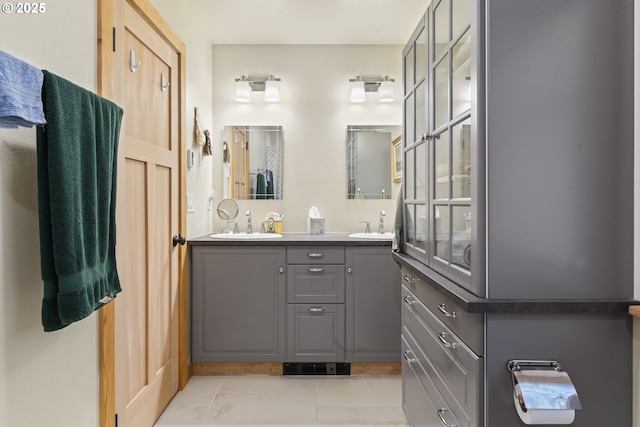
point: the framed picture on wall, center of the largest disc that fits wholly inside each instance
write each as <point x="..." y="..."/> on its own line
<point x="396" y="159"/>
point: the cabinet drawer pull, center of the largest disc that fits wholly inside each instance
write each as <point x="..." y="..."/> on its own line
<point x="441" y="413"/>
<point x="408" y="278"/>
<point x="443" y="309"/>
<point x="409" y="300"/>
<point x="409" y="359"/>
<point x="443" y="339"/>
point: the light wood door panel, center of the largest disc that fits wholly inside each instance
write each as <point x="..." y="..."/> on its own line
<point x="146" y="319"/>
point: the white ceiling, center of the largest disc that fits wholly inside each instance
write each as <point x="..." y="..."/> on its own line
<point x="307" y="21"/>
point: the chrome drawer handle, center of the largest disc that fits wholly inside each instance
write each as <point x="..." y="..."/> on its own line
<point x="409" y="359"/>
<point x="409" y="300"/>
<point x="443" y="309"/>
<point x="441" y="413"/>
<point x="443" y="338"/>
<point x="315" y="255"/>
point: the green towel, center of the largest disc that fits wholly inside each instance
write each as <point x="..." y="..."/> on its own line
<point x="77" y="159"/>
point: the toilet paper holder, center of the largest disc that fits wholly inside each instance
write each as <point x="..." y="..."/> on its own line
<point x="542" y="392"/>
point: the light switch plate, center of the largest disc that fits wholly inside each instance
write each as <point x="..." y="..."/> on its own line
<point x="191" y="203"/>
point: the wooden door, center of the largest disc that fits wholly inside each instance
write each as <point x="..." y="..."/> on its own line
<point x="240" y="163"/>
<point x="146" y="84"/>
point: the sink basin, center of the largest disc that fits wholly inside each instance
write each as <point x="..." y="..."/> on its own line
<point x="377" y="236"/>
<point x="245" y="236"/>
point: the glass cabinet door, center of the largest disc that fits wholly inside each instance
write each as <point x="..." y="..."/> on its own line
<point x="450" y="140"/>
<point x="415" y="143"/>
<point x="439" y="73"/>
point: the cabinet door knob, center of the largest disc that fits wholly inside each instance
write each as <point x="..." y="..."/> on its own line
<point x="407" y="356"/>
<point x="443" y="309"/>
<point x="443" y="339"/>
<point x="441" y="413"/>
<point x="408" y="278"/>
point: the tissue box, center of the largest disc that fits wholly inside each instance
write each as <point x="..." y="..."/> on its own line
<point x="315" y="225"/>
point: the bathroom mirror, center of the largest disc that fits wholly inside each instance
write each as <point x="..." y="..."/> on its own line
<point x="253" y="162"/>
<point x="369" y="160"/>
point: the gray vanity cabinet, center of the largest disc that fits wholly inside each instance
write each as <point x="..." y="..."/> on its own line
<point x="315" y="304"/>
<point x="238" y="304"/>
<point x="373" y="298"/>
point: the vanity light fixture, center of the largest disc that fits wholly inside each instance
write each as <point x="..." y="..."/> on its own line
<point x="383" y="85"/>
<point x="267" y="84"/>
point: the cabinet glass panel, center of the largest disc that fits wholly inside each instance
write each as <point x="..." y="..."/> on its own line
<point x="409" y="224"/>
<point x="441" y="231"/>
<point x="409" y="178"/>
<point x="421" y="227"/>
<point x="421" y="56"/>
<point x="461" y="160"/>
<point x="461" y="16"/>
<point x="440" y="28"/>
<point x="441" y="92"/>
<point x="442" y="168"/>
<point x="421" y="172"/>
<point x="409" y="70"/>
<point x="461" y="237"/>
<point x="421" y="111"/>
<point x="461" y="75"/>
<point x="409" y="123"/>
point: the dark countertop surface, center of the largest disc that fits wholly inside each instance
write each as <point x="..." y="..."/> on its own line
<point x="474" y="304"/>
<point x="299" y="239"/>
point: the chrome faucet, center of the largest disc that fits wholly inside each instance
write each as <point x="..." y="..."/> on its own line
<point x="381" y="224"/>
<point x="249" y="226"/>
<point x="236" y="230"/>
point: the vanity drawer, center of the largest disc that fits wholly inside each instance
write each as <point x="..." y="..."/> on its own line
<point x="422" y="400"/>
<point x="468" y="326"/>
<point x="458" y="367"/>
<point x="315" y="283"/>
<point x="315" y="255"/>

Aim: Starting at the line that contains "point: the dark", repeat each line exactly through the last one in the listing. Include both of those lines and nothing more.

Solution:
point: the dark countertop surface, center of the largest disc that fits wholly inside each instance
write each as <point x="..." y="..."/> on its own line
<point x="474" y="304"/>
<point x="299" y="239"/>
point: the chrome faucet, center of the largest disc that fits wholly inside each instance
write each as <point x="..." y="..."/> on its own line
<point x="381" y="224"/>
<point x="249" y="226"/>
<point x="236" y="230"/>
point: the vanity drawer, center of the largest disc that fits wholly inside each instance
write each as <point x="..." y="..."/> on its own line
<point x="422" y="400"/>
<point x="468" y="326"/>
<point x="458" y="367"/>
<point x="315" y="283"/>
<point x="315" y="255"/>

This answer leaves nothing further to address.